## What is asked
Reproduce the listing below word for word, line by line, changing nothing.

+++ Input data +++

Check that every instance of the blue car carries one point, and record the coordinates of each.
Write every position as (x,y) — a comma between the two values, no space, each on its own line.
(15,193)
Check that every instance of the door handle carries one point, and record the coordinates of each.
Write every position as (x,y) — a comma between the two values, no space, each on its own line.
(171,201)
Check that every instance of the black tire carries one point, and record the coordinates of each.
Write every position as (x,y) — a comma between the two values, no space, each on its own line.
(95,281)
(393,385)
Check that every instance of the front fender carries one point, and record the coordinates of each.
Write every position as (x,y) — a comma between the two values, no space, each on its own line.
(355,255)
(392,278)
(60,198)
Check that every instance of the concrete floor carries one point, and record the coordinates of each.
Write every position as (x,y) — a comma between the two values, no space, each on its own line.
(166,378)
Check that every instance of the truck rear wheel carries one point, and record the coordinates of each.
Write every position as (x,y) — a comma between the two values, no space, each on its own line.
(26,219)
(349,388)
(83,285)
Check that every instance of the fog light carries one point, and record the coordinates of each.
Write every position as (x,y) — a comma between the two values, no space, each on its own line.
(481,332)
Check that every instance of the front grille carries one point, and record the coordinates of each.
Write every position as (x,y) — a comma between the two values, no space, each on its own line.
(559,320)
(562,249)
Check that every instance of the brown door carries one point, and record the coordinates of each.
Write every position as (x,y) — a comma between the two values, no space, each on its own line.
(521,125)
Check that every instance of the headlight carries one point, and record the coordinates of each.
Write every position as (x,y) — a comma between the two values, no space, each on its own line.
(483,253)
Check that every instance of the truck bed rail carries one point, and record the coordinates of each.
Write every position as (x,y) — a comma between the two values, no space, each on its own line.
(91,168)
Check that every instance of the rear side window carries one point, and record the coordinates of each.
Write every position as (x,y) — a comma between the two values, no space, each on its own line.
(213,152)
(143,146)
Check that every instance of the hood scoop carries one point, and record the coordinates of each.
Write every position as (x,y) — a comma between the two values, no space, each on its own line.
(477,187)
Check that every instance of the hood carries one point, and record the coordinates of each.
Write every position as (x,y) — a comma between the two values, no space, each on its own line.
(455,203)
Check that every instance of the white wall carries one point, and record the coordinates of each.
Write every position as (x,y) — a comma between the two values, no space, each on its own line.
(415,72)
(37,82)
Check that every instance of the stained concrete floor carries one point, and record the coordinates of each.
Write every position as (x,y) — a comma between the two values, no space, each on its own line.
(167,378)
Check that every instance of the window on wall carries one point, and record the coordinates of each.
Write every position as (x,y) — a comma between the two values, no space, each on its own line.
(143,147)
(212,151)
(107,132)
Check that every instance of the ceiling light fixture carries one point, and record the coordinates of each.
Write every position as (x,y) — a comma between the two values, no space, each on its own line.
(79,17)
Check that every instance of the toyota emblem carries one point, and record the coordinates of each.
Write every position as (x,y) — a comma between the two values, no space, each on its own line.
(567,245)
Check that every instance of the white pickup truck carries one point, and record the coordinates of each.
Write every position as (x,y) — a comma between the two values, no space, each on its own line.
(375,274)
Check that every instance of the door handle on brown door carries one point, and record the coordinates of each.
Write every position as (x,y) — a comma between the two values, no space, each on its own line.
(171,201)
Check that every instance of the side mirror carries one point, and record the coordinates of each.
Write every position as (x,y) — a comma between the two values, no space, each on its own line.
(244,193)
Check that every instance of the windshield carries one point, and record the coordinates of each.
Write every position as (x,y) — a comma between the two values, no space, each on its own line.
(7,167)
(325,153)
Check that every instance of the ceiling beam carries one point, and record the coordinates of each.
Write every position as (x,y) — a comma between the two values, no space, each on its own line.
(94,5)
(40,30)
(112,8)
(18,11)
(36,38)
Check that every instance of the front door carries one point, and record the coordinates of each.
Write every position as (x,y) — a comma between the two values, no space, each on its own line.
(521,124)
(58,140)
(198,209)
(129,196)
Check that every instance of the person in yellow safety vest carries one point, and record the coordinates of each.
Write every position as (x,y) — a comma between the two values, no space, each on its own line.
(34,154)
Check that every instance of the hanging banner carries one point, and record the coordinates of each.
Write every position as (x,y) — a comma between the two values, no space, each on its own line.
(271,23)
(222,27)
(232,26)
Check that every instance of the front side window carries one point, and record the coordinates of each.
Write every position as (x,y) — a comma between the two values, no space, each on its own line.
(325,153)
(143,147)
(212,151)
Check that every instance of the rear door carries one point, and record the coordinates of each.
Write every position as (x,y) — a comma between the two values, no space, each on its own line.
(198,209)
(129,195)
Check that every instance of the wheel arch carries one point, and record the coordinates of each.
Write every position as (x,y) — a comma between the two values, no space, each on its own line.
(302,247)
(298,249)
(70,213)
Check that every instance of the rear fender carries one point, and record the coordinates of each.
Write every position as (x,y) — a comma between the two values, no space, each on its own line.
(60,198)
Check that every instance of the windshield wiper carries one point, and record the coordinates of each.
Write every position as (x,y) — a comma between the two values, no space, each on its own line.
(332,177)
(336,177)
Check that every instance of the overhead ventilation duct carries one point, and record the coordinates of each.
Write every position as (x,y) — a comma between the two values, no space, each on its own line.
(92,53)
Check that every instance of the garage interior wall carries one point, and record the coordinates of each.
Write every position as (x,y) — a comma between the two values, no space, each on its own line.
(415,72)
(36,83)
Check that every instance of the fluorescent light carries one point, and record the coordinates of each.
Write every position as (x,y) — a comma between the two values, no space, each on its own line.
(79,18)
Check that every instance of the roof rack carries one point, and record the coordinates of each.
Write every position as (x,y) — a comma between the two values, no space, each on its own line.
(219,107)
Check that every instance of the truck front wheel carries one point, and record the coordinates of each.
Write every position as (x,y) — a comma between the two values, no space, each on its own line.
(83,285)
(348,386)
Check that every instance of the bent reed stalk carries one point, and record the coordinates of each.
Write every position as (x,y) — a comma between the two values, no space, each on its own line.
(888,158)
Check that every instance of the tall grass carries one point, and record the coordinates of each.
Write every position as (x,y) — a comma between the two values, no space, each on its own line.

+++

## Expected output
Check that every instance of the blue car carries one point, and record the coordinates of each.
Write every position as (x,y) — a comma between the two values, no space, each on its own line.
(15,193)
Check that every instance of the door handle carries one point, and record the coordinates of each.
Write every position as (x,y) — a comma between the two values, no space, each on its own line.
(171,201)
Check that every instance of the black tire carries one point, and record the coordinates of each.
Write every position as (x,y) — a comma between the two values, no space, each on its own line.
(95,281)
(393,385)
Check that every instance of the front fender carries one point, and record the coordinates of each.
Write every position as (x,y) — a comma between the two values, no space, each on its own line.
(355,255)
(392,278)
(60,198)
Check that every instance of the concrete floor carries one point, and record the coordinates of each.
Write every position as (x,y) — a comma between the two values, no space, each on its own line.
(166,378)
Check that every instance of the truck rear wheel carries one point, and record the coordinates of each.
Write every position as (x,y) — a comma between the two values, no space, each on its own line.
(26,219)
(349,388)
(83,285)
Check that every instance of the fog light carries one point, and record the coordinates of each.
Write every position as (x,y) — a comma between the two values, no space, each on its own line.
(481,332)
Check that every instance of the front grille carries one point, and record the coordinates of each.
Write every position as (x,y) — a comma between the two values, no space, each on its own line.
(559,320)
(562,249)
Check that every instance of the brown door carries one point, and record the coordinates of each.
Write every position as (x,y) — a comma between the two values, no space, each on its own line.
(521,125)
Check that every instance of the headlight carries one point, and record the coordinates of each.
Write every position as (x,y) — a comma between the two values, no space, each on its own line.
(483,253)
Check that every instance of the truck bed rail carries one point, and record the coordinates of each.
Write every position as (x,y) — a comma between the two values, no space, each on its own line.
(91,168)
Check that every instance of the rear side window carries one point, and record the coordinates of each.
Write every position as (x,y) — a comma between the two values, no space, each on its own line.
(213,152)
(143,146)
Check that every instance of the hood scoop carries one point, and record the coordinates of each.
Write every position as (x,y) — a comma between the two values, no space, each on its own line.
(477,187)
Check that every instance of the hood carries one point, and record the coordinates of each.
Write every position as (x,y) — a comma between the two values, no space, each on its own line.
(455,203)
Check that every instance of the white wall carries one point, and record the coordinates of each.
Write every position as (x,y) — a comma between the two values, no space, each on its own line.
(415,72)
(37,82)
Check that every instance of the stained concrete floor carries one point, and record the coordinates of each.
Write every position as (x,y) — a comma between the two values, no space, each on its own line.
(167,378)
Check that every instance of the window on wall carries one point, and record the coordinates of each.
Write every position as (x,y) — a comma between the two values, no space, each on its own line.
(143,147)
(212,151)
(107,132)
Check that every instance of the ceiling light fixture carries one point, and record the coordinates of each.
Write every position as (x,y) — a comma between the two values, no space, each on its own line.
(79,17)
Check that every instance of the toyota emblem carries one point, and record the coordinates of each.
Write every position as (x,y) — a comma between the two values, no space, each on its own line.
(567,245)
Check that every instance of the white pickup truck carries one point, and record the coordinates of each.
Write every position as (x,y) — a comma between the two values, no space, each on its own line.
(375,274)
Check that every instance of the door handle on brown door carries one point, and record the coordinates of each.
Write every position as (x,y) — a comma between the two values, no space, each on its own line.
(171,201)
Check that every instance of the side mirror carries one point, and record the coordinates of each.
Write every position as (x,y) — a comma between the two values, no space, each on its own line.
(244,193)
Check that every instance of the windshield carries one point, and record the coordinates of each.
Write every position as (x,y) — a comma between the two values, no space, each on its own line.
(7,167)
(325,153)
Check that every instance of the ceiling beam carries one point, and record the coordinates of each.
Write every position as (x,y) — a comma between the two values, no space, each on its own line.
(94,5)
(40,30)
(112,8)
(18,11)
(36,38)
Check that every instance of the front door carries one point, and record the coordinates of each.
Write every position as (x,y) — a comma between the two values, no space, each on its own line.
(521,124)
(58,140)
(198,209)
(129,196)
Check that every instance of the person in yellow safety vest carries one point, and record the coordinates of each.
Write every position as (x,y) — a comma between the two values, no space, each on its own line.
(34,154)
Check that every instance of the hanging banner carries one point, and record the coordinates of each.
Write every position as (x,y) — a comma between the two values, no space, each on its own line.
(271,23)
(222,27)
(232,26)
Check that every instance of the front side window carries one point, and record the coordinates of each.
Write every position as (x,y) — a comma between the two values, no space, each on its own line.
(325,153)
(143,147)
(212,151)
Check that every instance of the rear door carries one point, and record the coordinates of each.
Write every position as (x,y) — a comma between the two values, no space, each on its own line.
(198,209)
(129,195)
Check that every instance of the wheel arch carries one point, and record the coordinates of each.
Write every position as (x,y) — a comma between the two values, no space, each on its own line.
(302,247)
(298,249)
(70,213)
Check that every instance of the rear fender carries one point, and record the coordinates of each.
Write every position as (x,y) — a comma between the two values, no space, each on its own line.
(60,198)
Check that every instance of the windshield wiper carries one point, and record the coordinates of each.
Write every position as (x,y) — a comma between the two values, no space, each on its own line.
(332,177)
(336,177)
Check that every instance of the overhead ventilation duct carries one point, and record the coordinates of each.
Write every position as (x,y) — a comma between the two values, no space, each on its own line.
(92,53)
Check that every instance of the garage interior wall carries one point, and record the coordinates of each.
Write every position as (x,y) — a comma between the two values, no space, each on its own line.
(415,72)
(36,83)
Check that every instance of the fluorescent light carries one point, and record the coordinates of each.
Write every position as (x,y) — a comma between the two values, no space, each on its own line.
(79,18)
Check that every instance of the roof rack carries one point, and record the coordinates of each.
Write every position as (x,y) — a comma between the two values, no space, each on its own line.
(219,107)
Check that every instance of the truck front wheel carries one point, and record the coordinates of each.
Write every position as (x,y) — a comma between the two values, no space, each on its own line.
(83,285)
(348,386)
Check that every instance of the bent reed stalk carries one point, and record the coordinates of each.
Write every position as (x,y) — a comma between the two values, no space, each on its own line.
(888,158)
Check that every instance of the tall grass carries one point, and record the coordinates of each.
Write every position as (x,y) — a comma between the two values, no space, each on its own line.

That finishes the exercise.